Esercizio assegnato 1: Copia dalla discussione sull'aggettivo stragrande il passo che inizia con "## Olaszinhok" e prosegue fino a "(e) che trovi.".

Estratto da leggere:
....................
Tuttavia, il Serianni sconsiglia l'apocope sillabica davanti a vocale.

Conseguenzialmente, l'aggettivo _stragrande_ (superlativo "colloquiale" di _grande_) può essere sostituito da _stragran_, secondo il criterio del Treccani.
Personalmente, non lo userei. Parere personale.


----------



## symposium

bearded said:


> Sia 'stragrande' sia (a maggior ragione) 'stragran' sono aggettivi estremamente colloquiali.


"Stragrande" non è nè colloquiale nè recente, anzi sta cominciando a diventare desueto, perchè al giorno d'oggi lo si sente usare solo nell'espressione "stragrande maggioranza". Nei secoli passati era usato più frequentemente in tutti i contesti.


----------



## Paulfromitaly

symposium said:


> anzi sta cominciando a diventare desueto


Forse non hai a che fare con molti adolescenti allora, altrimenti ti renderesti conto che lo dicono spesso.


----------



## bearded

symposium said:


> Nei secoli passati era usato più frequentemente


Qualche esempio?
E perché 'nè nè' anziché né né?


----------



## symposium

Paulfromitaly said:


> Forse non hai a che fare con molti adolescenti allora, altrimenti ti renderesti conto che lo dicono spesso.


In effetti, con nessuno!


bearded said:


> Qualche esempio?
> E perché 'nè nè' anziché né né?


Se cerchi su Google Libri puoi trovare parecchi esempi; io ne ho visti del '700 e dell'800, ce ne saranno di più antichi. Ho scritto nè per non dover schiacciare il tasto della maiuscola.


----------



## bearded

È vero, ci sono esempi di uso di 'stragrande' nel passato, diversamente da quanto pensavo.  Diciamo allora che nell'italiano di oggi questa parola, oltreché nell'espressione (brutta e) stereotipata ''stragrande maggioranza'' , è confinata quasi solo ad un uso in 'gerghi' adolescenziali.
Google Ngram Viewer



symposium said:


> Ho scritto nè per non dover schiacciare il tasto della maiuscola.



Ah che sollievo, pensavo che pronunciassi nè con la e aperta.. Hai certo evitato una fatica considerevole.


----------



## Olaszinhok

Probabilmente al Nord solo gli adolescenti usano stragrande, dalle mie parti è tutto un pullulare di _stragrande, strafico, strafica_ anche fra i quarantenni e i cinquantenni (forse anche fra quelli più in là con gli anni). Paese che vai, usanza (e) che trovi.
....................
Dati di partenza

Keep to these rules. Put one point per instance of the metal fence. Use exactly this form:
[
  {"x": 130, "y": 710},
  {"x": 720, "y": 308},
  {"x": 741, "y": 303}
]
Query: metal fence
....................
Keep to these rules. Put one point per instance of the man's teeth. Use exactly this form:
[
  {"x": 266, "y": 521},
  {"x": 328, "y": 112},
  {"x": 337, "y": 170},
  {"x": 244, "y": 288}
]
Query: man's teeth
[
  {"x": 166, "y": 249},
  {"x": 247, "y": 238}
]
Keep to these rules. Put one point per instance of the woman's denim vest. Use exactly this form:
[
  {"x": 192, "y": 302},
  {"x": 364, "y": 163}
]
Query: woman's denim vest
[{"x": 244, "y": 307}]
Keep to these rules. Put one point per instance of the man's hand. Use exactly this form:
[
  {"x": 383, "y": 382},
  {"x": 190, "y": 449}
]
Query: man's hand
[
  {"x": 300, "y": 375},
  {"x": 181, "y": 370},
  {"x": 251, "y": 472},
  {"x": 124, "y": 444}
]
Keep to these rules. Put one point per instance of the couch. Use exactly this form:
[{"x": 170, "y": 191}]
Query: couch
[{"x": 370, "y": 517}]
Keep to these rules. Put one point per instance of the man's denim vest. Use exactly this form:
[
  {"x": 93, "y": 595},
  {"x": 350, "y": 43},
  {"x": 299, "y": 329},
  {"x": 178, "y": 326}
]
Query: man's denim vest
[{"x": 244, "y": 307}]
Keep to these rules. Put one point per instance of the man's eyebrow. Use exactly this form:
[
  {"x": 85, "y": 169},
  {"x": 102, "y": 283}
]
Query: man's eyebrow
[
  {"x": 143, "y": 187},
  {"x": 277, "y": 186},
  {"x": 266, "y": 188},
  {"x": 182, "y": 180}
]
....................
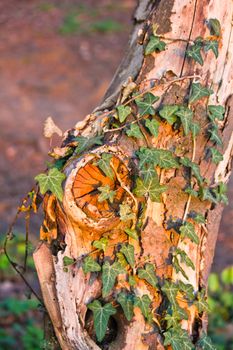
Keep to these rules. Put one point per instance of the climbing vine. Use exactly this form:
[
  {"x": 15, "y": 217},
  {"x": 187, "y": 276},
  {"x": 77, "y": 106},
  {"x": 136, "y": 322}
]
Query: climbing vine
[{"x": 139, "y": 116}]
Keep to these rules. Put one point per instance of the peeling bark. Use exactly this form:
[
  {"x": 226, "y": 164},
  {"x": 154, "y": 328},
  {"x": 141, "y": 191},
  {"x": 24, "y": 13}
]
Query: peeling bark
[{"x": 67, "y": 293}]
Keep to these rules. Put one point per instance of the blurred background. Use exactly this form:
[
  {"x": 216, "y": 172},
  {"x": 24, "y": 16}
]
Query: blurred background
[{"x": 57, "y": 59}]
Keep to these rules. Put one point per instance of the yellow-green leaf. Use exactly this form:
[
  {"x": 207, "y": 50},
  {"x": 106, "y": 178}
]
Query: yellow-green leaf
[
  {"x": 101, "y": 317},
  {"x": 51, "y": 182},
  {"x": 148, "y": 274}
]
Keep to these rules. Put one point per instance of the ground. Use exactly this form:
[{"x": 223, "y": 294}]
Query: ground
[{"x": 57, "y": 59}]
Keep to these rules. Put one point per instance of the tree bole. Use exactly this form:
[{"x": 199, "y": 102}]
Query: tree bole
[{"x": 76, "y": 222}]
....................
Esercizio assegnato 2: Elenca tutte le righe delle voci che contengono la stringa "eyebrow". Maiuscole e minuscole contano.

Risposta all'esercizio 1:
## Olaszinhok

Probabilmente al Nord solo gli adolescenti usano stragrande, dalle mie parti è tutto un pullulare di _stragrande, strafico, strafica_ anche fra i quarantenni e i cinquantenni (forse anche fra quelli più in là con gli anni). Paese che vai, usanza (e) che trovi.

Risposta all'esercizio 2:
Keep to these rules. Put one point per instance of the man's eyebrow. Use exactly this form:
Query: man's eyebrow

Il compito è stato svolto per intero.